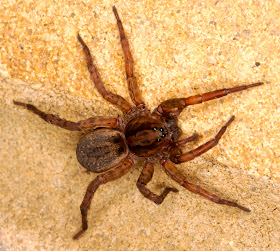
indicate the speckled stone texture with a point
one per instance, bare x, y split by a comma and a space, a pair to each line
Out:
181, 48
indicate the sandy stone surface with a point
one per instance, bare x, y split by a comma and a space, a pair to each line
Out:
180, 48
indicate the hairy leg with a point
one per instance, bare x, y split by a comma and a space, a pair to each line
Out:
173, 107
174, 173
101, 179
114, 99
203, 148
145, 178
133, 88
82, 125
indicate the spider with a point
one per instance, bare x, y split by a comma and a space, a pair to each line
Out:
116, 144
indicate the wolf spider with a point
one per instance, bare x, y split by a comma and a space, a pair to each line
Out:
116, 143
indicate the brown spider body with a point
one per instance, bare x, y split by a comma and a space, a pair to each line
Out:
116, 143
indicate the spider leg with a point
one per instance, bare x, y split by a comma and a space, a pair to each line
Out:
203, 148
82, 125
133, 88
182, 142
173, 107
101, 179
145, 178
175, 174
114, 99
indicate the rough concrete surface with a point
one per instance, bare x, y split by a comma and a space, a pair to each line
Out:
180, 48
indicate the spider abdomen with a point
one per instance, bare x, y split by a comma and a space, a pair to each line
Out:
146, 136
101, 150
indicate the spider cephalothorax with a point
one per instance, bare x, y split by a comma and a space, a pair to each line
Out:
116, 143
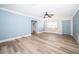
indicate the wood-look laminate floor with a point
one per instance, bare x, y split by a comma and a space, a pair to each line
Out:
44, 43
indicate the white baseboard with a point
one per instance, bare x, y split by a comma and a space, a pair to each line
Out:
14, 38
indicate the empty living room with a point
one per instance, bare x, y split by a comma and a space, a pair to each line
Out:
39, 29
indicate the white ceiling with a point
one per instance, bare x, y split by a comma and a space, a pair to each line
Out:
38, 10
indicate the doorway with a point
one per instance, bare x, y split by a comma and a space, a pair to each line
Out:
33, 29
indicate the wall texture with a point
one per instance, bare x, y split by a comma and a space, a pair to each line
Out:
12, 25
66, 27
76, 25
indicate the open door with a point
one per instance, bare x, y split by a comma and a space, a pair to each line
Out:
33, 26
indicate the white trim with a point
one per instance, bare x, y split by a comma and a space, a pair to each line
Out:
40, 32
16, 12
14, 38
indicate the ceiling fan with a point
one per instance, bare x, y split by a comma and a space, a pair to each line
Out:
48, 15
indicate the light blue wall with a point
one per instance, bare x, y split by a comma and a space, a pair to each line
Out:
12, 25
66, 27
76, 24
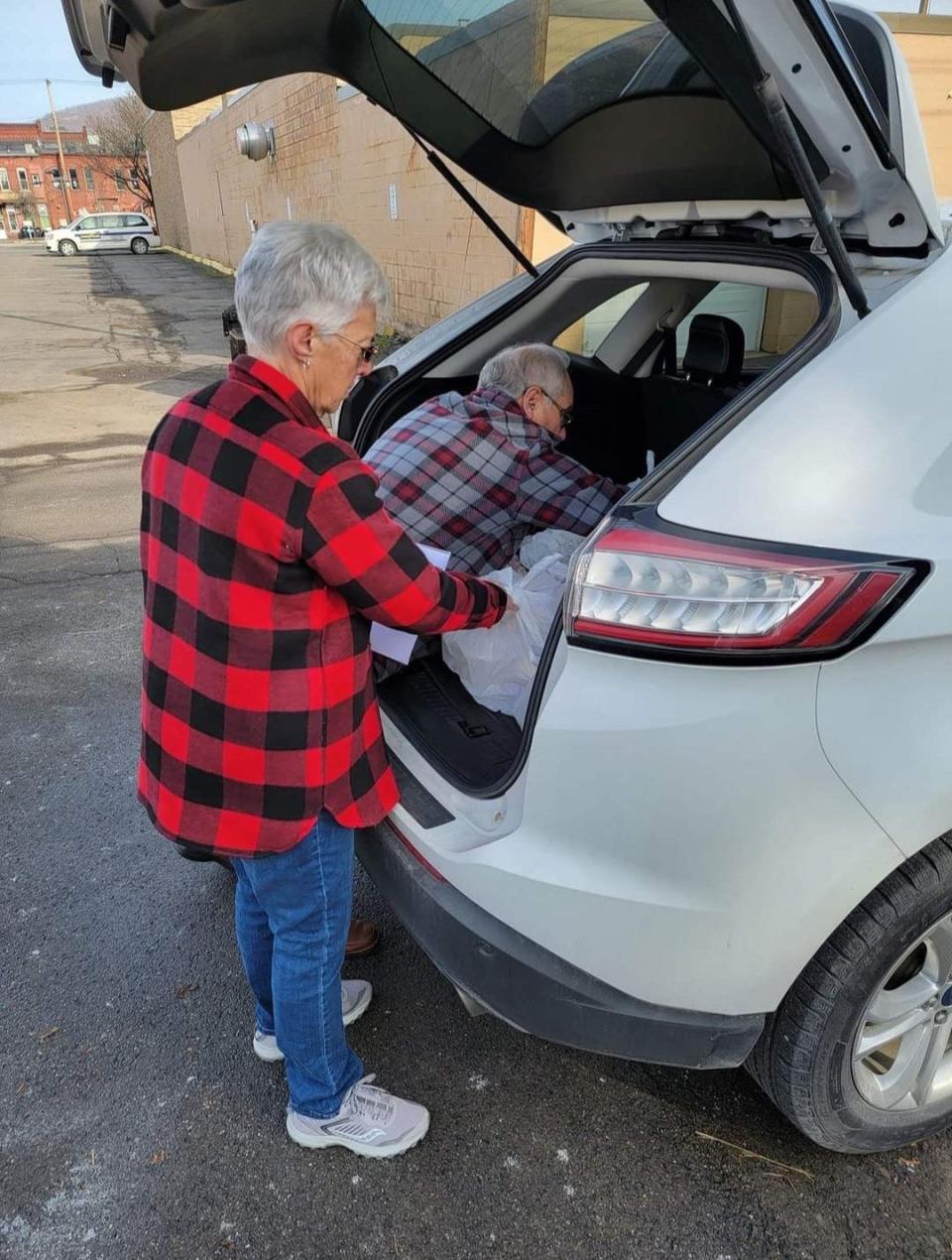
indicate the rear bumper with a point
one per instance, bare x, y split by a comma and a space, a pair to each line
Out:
533, 989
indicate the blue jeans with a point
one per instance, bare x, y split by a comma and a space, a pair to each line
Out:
291, 916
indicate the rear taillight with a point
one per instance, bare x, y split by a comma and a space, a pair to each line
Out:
647, 586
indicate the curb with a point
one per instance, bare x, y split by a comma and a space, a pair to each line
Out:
198, 258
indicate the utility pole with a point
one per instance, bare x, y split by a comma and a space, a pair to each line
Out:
61, 159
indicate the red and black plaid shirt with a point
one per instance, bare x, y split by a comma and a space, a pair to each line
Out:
266, 555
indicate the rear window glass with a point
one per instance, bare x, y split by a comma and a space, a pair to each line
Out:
532, 66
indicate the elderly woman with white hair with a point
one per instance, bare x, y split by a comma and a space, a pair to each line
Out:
266, 555
474, 474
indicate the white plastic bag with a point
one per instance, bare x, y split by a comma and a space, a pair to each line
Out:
498, 666
548, 542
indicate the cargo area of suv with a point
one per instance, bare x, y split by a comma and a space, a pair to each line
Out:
660, 350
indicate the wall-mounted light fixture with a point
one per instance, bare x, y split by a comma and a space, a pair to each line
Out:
256, 141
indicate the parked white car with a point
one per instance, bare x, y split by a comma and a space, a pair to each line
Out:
92, 233
722, 834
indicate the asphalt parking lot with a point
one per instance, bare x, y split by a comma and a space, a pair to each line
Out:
135, 1120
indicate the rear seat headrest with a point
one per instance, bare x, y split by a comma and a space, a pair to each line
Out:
715, 350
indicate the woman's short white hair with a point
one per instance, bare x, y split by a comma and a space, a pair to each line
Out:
519, 367
303, 271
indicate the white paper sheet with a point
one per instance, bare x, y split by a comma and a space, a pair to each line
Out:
398, 644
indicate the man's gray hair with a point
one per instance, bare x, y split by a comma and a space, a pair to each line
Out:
519, 367
303, 271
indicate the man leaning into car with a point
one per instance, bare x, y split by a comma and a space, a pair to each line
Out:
475, 474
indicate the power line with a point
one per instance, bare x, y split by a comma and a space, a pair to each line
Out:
85, 82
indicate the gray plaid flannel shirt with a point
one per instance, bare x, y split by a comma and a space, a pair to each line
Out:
472, 475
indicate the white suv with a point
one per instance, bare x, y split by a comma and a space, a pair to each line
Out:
92, 233
722, 834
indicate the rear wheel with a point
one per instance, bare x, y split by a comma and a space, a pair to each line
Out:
858, 1055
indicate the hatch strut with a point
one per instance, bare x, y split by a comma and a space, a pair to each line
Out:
484, 215
779, 120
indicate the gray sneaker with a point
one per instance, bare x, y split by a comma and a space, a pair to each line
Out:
354, 999
370, 1123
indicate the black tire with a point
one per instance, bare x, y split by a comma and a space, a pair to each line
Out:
803, 1058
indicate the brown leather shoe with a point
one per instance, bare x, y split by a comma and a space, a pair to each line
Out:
362, 938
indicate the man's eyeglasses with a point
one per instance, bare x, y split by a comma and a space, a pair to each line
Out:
367, 351
564, 412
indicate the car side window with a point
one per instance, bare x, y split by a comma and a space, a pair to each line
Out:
586, 334
773, 318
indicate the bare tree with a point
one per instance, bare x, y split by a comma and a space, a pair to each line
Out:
122, 149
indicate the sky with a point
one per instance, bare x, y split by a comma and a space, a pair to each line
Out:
34, 45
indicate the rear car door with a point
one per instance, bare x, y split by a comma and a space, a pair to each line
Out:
88, 233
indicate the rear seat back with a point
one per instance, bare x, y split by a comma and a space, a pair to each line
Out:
675, 407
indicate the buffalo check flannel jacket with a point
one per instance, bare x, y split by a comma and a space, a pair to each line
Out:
474, 475
266, 555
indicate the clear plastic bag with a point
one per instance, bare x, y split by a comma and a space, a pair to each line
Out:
498, 666
548, 542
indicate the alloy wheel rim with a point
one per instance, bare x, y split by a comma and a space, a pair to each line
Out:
900, 1053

-------------------------

* [EXERCISE REQUIREMENTS]: Retype exactly the lines from the one containing "indicate the car side window with a point" through the last line of the records above, including both.

* [THE RESPONSE]:
indicate the car side window with a point
one per instance, bare x, y split by a comma and a space, a pair to each line
Out:
586, 334
773, 318
indicate the bare tree with a point
one per instance, bare x, y split by a comma and a space, a pair to each line
Out:
122, 149
indicate the sky with a point
one per instance, bare x, y split by a comma and a space, a pair to each line
Out:
34, 45
indicate the rear car door with a point
one per instance, bare x, y split by a comma and a space, a pair to each line
Out:
88, 233
indicate the rear seat back with a point
one per instance, bare x, y split by a comma and a space, a pair to each line
Out:
675, 407
indicate the buffalo check flannel jacket with a point
one per instance, bare x, y split by a comma and a space, a pair to each line
Out:
474, 475
266, 555
indicate the clear plastic bag with a point
one per instance, bare x, y split by a comma and a space, a pair to each line
Out:
498, 666
548, 542
indicate the alloy wheel rim with a point
one per instance, bare x, y split by a comma and a space, a pair to each line
Out:
900, 1053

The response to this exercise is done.